Fragmento proporcionado

☆ ☆ ☆ ☆ ☆ ☆ ☆

El corazón humano tiene sus peculiaridades. Ante un sabio sentimos admiración. Ante uno que triunfa se nos puede despertar la envidia. Ante el humilde sentimos atracción. Y ante el misericordioso experimentamos la paz del que se sabe no juzgado ni condenado, y eso nos produce alegría, porque nos abre a la esperanza: “a pesar de todo creen en mí”, podemos pensar.
Una comunidad cristiana y una familia donde se vive la misericordia provoca alegría de vivir, paz al no sentirse juzgado, amor al sentirse acogido. La misericordia se experimenta sobre todo con los que se convive. Por eso aquellos con los que convivo pueden ser causa de vida o de muerte para mí según vivan la misericordia.
La familia se caracteriza porque acoge a todos sus miembros por lo que son, los ayuda a crecer y tiene con ellos misericordia. La misericordia es la actitud más sanadora. No es mero aguante y tolerancia. Su forma de actuar es ejemplo para la Iglesia, como nos recuerda el Papa: “Una Iglesia que es familia sabe presentarse con la proximidad y el amor de un padre, que vive la responsabilidad del custodio, que protege sin reemplazar, que corrige sin humillar, que educa con el ejemplo y la paciencia; a veces, con el simple silencio de una espera orante y abierta. Y una Iglesia sobre todo de hijos, que se reconocen hermanos, nunca llega a considerar al otro solo como un peso, un problema, un coste, una preocupación o un riesgo: el otro es esencialmente un don, que sigue siéndolo aunque recorra caminos diferente” (Discurso del papa Francisco en la vigilia preparatoria al Sínodo de los Obispos sobre la familia el 3.OCT.2015).

☆ ☆ ☆ ☆ ☆ ☆ ☆

Tareas propuestas
1. Reproduce el pasaje del texto sobre la misericordia que comienza en "Una comunidad cristiana" y termina en "vivan la misericordia.".
2. Según la cita del Papa en el texto sobre la misericordia, ¿qué cosas nunca llega a considerar al otro una Iglesia de hijos?
3. Retoma el texto sobre la misericordia y continúalo a partir de su última oración.
Los ítems que siguen proceden de otra fuente.

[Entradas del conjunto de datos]
☆ ☆ ☆ ☆ ☆ ☆ ☆

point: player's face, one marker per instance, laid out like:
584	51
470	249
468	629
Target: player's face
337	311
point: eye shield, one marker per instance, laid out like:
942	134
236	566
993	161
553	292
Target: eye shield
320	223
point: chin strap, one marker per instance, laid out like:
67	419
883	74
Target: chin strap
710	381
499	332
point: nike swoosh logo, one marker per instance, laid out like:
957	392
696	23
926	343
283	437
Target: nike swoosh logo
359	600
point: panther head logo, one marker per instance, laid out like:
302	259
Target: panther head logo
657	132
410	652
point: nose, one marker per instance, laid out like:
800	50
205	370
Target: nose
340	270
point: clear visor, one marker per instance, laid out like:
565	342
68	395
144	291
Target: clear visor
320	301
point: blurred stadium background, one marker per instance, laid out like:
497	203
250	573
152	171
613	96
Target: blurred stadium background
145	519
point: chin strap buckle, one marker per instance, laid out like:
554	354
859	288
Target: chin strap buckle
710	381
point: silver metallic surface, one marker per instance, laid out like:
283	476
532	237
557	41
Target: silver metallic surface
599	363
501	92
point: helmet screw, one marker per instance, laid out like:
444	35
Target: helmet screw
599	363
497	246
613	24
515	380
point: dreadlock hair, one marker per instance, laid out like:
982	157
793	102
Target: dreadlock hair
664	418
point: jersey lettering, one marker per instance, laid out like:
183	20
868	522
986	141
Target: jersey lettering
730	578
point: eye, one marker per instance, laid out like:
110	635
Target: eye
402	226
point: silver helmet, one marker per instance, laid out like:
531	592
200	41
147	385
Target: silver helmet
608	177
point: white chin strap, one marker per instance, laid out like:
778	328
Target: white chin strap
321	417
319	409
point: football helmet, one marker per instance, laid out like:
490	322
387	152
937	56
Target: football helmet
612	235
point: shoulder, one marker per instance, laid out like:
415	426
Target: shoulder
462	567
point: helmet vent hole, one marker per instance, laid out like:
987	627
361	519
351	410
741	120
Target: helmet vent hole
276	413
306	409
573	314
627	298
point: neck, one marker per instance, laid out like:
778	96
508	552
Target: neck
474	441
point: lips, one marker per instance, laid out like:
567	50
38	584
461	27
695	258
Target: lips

☆ ☆ ☆ ☆ ☆ ☆ ☆

Respuestas del ejercicio
1.
Una comunidad cristiana y una familia donde se vive la misericordia provoca alegría de vivir, paz al no sentirse juzgado, amor al sentirse acogido. La misericordia se experimenta sobre todo con los que se convive. Por eso aquellos con los que convivo pueden ser causa de vida o de muerte para mí según vivan la misericordia.

2. Un peso, un problema, un coste, una preocupación y un riesgo.

3.
En su última exhortación apostólica nos recuerda las palabras de los obispos chilenos: “no existen las familias perfectas que nos propone la propaganda falaz y consumista. En ellas no pasan los años, no existe la enfermedad, el dolor ni la muerte (…) La propaganda consumista muestra una fantasía que nada tiene que ver con la realidad que deben afrontar, en el día a día. Es más sano aceptar con realismo los límites, los desafíos o la imperfección, y escuchar el llamado a crecer juntos, a madurar el amor y a cultivar la solidez de la unión, pase lo que pase” (Amoris laetitia, 135).
La experiencia de la propia enfermedad ayuda a ser misericordioso y suele ser de gran utilidad para comprender y ayudar al que está pasando por algo similar. La misericordia se ejercita aprendiendo a ser pacientes con los hermanos. No juzguéis y no seréis juzgados, no condenéis y no seréis condenados,…(Lc 37-38), son palabras del Maestro, palabras claras, directas, sin posibilidad de interpretación. En otro lugar Jesús nos dice también que debemos corregir al hermano primero en privado y luego con algún testigo antes de decírselo a la comunidad (cf. Mt 18, 15-17). Corregir sí, pero no juzgar ni condenar. Corrige el manso que es consciente de su pecado. Juzga y condena el que se cree que no tiene pecado o es mejor que los demás. No cabe duda que podemos corregirnos, pero sin la agresividad del que se cree justo, como si él mismo no tuviese necesidad de misericordia.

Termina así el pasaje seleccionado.